__Task details__
Below are the records; copy each line in which "instance" can be found.

Photo-based referring expression data
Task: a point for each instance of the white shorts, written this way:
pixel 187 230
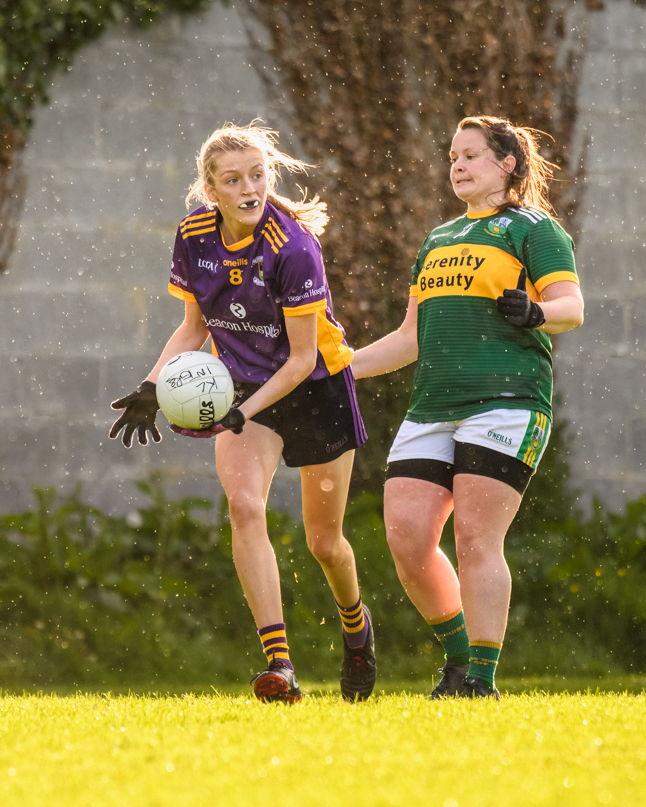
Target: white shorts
pixel 517 433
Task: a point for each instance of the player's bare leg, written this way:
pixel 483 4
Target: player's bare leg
pixel 415 512
pixel 484 510
pixel 246 464
pixel 325 492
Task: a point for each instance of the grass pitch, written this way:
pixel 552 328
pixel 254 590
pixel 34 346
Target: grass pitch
pixel 400 749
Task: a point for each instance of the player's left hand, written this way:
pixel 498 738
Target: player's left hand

__Reply__
Task: a point for each instance of the white shorts, written this way:
Task: a point for each instance of the player's bare leg, written this way:
Task: a point for each instance of the grass pitch, written this way:
Task: a point for each instance of the player's left hand, written this way:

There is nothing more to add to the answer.